▶ _HOW TO COMPLETE THIS TASK_: Nothing but the lines from the line with "the woman's hand" through the end of the data is to be copied, and each is to be copied exactly.
*** Opening of GIVEN RECORDS ***
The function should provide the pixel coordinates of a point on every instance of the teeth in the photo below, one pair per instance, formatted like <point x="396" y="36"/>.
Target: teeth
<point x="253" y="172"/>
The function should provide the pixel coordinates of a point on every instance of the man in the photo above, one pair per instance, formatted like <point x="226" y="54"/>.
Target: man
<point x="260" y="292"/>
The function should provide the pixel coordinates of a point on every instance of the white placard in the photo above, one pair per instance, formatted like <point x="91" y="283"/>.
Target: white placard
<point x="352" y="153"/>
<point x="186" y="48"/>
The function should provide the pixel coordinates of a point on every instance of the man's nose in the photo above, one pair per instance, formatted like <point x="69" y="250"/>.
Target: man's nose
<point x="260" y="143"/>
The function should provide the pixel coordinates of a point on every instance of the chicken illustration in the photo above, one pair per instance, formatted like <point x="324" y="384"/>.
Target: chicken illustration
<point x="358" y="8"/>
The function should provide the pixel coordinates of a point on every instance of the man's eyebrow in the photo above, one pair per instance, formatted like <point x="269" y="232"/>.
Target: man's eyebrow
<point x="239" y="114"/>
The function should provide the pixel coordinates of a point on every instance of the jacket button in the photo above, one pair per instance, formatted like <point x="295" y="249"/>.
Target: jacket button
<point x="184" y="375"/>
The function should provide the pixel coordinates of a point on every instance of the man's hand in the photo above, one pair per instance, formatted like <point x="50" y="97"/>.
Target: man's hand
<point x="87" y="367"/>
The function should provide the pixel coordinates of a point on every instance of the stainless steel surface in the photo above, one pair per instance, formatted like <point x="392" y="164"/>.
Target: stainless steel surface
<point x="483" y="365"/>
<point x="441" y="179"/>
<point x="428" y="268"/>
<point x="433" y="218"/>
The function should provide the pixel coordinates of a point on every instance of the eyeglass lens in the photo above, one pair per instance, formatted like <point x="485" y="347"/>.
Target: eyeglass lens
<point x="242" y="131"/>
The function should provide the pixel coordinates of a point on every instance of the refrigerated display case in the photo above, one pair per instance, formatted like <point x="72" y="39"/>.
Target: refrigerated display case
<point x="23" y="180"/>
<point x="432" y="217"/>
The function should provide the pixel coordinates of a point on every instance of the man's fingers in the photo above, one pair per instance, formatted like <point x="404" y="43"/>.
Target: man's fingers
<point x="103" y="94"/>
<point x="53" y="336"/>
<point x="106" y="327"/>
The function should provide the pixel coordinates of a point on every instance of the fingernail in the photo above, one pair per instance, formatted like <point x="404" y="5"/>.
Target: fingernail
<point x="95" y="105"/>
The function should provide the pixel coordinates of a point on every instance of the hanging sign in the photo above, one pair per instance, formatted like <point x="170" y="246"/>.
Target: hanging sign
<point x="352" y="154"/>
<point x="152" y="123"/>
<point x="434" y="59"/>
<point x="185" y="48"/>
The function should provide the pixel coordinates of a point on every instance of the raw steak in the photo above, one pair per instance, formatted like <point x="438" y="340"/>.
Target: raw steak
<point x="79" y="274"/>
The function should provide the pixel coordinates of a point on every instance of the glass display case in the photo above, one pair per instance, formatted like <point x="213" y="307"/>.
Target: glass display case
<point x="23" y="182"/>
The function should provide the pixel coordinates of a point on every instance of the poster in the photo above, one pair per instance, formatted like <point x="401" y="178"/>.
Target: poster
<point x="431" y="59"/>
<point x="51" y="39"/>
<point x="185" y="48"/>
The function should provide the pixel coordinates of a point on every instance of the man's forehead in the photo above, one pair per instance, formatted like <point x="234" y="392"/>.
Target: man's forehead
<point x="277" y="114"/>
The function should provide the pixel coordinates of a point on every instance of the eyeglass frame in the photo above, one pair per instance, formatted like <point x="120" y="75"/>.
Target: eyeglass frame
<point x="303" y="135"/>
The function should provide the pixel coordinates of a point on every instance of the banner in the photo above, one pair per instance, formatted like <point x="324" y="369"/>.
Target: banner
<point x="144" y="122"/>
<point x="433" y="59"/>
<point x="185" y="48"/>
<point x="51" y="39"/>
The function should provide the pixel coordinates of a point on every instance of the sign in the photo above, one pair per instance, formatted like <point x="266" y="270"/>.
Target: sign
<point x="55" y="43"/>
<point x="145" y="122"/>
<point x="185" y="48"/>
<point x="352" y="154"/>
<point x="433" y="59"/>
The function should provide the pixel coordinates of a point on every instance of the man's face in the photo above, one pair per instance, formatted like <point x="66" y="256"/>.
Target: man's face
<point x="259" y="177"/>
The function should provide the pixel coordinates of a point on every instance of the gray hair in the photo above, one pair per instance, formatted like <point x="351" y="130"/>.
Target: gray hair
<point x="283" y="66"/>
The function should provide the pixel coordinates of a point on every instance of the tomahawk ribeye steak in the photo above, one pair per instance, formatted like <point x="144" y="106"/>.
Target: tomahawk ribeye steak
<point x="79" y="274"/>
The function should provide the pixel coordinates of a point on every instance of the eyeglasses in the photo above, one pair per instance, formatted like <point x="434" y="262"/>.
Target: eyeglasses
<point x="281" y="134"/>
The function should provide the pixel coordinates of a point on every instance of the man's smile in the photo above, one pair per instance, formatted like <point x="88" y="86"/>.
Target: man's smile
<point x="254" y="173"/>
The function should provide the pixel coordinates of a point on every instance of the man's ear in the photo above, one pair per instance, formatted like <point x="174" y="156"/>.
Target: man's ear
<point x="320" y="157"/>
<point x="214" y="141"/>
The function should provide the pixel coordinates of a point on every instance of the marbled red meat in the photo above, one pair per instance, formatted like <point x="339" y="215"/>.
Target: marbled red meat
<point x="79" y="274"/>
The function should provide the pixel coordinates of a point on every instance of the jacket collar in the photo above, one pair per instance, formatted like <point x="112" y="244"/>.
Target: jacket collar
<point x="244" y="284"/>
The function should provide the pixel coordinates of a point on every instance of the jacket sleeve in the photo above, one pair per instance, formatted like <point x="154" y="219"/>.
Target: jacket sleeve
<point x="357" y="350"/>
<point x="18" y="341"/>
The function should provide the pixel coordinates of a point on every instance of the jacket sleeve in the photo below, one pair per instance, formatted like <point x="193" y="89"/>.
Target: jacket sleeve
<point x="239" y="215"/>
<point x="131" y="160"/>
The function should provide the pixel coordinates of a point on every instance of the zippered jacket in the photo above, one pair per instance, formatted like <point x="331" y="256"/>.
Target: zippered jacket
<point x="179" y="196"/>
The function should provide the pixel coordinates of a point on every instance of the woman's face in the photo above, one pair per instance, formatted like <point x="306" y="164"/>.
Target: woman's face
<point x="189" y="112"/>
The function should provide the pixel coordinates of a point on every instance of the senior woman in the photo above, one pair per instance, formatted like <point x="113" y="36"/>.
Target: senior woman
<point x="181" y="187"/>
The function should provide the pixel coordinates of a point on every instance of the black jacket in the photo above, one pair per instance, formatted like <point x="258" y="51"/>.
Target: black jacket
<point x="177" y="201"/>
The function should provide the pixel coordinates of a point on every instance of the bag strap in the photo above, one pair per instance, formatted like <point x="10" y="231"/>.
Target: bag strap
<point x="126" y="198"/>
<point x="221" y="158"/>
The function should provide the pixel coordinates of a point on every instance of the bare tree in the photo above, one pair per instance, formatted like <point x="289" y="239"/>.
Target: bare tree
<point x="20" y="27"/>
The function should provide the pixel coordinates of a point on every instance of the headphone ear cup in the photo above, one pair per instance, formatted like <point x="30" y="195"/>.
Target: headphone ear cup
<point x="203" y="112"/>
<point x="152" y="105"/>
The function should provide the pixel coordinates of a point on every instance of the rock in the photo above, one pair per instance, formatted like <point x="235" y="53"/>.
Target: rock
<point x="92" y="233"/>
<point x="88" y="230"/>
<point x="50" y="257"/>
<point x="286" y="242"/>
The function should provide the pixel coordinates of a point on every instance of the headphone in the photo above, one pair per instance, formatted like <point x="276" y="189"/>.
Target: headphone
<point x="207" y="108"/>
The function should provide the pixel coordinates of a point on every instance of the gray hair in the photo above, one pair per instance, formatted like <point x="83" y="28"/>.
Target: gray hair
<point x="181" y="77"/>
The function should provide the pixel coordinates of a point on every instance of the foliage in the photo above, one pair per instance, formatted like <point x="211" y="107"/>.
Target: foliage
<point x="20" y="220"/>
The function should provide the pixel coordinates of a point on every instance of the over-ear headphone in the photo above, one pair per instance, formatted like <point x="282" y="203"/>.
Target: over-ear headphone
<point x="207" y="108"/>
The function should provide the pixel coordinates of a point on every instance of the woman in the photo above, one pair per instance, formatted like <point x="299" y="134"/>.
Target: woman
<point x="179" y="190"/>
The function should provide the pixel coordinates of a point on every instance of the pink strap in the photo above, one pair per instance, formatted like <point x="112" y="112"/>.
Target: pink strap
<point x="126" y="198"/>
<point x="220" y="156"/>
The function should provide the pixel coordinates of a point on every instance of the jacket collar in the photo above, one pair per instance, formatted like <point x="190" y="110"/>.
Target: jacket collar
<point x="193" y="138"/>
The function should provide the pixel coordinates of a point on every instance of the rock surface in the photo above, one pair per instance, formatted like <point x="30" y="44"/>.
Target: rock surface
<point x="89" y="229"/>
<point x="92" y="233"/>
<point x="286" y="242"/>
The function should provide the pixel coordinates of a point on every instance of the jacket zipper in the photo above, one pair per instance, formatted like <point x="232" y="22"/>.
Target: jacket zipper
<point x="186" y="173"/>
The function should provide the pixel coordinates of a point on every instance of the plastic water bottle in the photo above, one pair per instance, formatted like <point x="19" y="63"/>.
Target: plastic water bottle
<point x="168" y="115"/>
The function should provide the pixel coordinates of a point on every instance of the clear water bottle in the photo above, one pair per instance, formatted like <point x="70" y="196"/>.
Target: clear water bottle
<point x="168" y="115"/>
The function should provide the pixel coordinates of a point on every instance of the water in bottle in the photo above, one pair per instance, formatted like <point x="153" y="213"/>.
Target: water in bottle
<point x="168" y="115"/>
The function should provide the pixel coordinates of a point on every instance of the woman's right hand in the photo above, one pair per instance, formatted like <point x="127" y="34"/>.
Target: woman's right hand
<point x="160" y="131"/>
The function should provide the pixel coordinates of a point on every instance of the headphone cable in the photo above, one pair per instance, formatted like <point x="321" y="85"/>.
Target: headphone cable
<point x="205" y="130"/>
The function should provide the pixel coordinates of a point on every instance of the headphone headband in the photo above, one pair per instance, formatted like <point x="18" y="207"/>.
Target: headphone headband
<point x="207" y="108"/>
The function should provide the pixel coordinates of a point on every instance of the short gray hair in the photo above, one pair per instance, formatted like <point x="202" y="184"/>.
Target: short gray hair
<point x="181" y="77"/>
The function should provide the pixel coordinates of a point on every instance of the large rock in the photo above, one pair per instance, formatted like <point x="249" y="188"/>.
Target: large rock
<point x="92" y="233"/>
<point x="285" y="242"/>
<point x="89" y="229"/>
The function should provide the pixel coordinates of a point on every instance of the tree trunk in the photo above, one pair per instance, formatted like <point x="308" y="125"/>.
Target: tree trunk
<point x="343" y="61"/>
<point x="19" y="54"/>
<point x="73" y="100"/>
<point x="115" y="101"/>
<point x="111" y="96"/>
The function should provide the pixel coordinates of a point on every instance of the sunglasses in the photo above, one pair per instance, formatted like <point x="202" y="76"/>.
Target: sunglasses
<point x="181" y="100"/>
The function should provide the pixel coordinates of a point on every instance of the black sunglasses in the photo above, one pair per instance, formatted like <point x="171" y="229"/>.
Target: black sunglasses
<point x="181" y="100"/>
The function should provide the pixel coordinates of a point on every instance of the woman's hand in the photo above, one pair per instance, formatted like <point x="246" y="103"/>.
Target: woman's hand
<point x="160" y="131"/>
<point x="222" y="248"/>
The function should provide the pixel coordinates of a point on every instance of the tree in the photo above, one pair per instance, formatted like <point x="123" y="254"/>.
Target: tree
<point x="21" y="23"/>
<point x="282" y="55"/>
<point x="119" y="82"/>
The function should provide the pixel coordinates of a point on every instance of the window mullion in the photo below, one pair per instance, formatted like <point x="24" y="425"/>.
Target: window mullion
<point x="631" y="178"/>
*** Close of GIVEN RECORDS ***
▶ _SOLUTION TO THE EXERCISE_:
The function should provide the pixel coordinates of a point on every instance of the woman's hand in the photo above, one pair per instance, formatted like <point x="246" y="103"/>.
Target: woman's hand
<point x="160" y="131"/>
<point x="222" y="248"/>
The function should provide the pixel coordinates of a point on every instance of the tree in the photo above, one pair per instance, formatted like <point x="123" y="254"/>.
Target: tree
<point x="21" y="23"/>
<point x="282" y="55"/>
<point x="119" y="82"/>
The function should provide the pixel coordinates of a point on every instance of the window mullion in the photo below, one pair per instance, formatted like <point x="24" y="425"/>.
Target: window mullion
<point x="631" y="178"/>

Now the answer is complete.